╭─ Exercise data
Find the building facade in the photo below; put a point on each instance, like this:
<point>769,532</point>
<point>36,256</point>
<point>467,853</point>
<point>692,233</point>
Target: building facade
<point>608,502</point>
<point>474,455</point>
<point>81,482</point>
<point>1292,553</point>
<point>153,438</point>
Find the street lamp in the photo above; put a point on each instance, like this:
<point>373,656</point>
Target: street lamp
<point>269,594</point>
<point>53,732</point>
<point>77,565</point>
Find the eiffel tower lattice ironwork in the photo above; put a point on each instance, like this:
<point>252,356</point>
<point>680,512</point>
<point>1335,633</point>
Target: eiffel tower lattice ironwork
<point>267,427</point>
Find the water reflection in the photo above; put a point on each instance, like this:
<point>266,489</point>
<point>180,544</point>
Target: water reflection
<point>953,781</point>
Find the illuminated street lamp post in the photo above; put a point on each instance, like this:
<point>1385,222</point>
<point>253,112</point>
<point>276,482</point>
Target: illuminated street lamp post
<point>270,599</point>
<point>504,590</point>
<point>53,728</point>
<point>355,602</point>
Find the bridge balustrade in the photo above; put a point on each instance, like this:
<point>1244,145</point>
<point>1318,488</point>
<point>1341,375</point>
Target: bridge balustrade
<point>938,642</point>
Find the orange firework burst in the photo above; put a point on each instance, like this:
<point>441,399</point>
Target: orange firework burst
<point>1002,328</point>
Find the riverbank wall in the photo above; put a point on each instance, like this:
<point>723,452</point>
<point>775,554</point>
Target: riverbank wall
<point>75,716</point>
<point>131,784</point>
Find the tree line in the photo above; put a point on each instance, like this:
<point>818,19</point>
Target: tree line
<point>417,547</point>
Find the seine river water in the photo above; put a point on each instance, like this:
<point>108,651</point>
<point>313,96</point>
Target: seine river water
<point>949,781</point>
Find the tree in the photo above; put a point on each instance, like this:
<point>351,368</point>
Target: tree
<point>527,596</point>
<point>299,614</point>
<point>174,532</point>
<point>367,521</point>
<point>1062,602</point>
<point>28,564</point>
╰─
Assigned task
Quote all of the entries verbatim.

Response to the exercise
Find the building facade in the photo below; put a point on each instance, like this:
<point>769,532</point>
<point>36,256</point>
<point>467,853</point>
<point>692,233</point>
Target: building facade
<point>608,502</point>
<point>474,455</point>
<point>81,482</point>
<point>1292,553</point>
<point>153,438</point>
Find the street lamp in the photo above; put a point on each instance, like this:
<point>373,656</point>
Target: street lamp
<point>269,594</point>
<point>53,732</point>
<point>77,565</point>
Find the eiffel tower lattice ironwork in the photo above; put a point on each instance, like this:
<point>252,356</point>
<point>680,512</point>
<point>1335,633</point>
Target: eiffel tower lattice ironwork
<point>267,427</point>
Find the water reflection in the photo above; put a point on each instance, like this:
<point>266,489</point>
<point>180,544</point>
Target: water reflection
<point>953,781</point>
Find the illuminated street lamp post in the photo above; put a point on each instance, like this:
<point>1385,222</point>
<point>253,112</point>
<point>276,482</point>
Target: illuminated street lamp post
<point>270,599</point>
<point>504,590</point>
<point>53,728</point>
<point>355,602</point>
Find the bridge balustrade in the photo above; put a point on each instance, like this:
<point>1244,145</point>
<point>1318,488</point>
<point>1341,375</point>
Target: bridge balustrade
<point>938,642</point>
Find the orange firework burst in the photo above; put a point on each instance, like this:
<point>441,399</point>
Target: orange firework burst
<point>1002,328</point>
Find the riverbank wall in the photo above; put a point on each instance, like this:
<point>723,452</point>
<point>775,554</point>
Target: riverbank wall
<point>75,716</point>
<point>131,784</point>
Find the tree line in the photo above; put a point on each instance, like this:
<point>818,19</point>
Target: tree line
<point>417,547</point>
Find the seine river water in the photo above; put a point on each instance, like this:
<point>108,651</point>
<point>313,96</point>
Target: seine river water
<point>949,781</point>
Find the tree in the photo above; put a point on each instance, like this:
<point>351,368</point>
Target: tree
<point>527,596</point>
<point>299,614</point>
<point>174,532</point>
<point>367,521</point>
<point>1062,602</point>
<point>28,564</point>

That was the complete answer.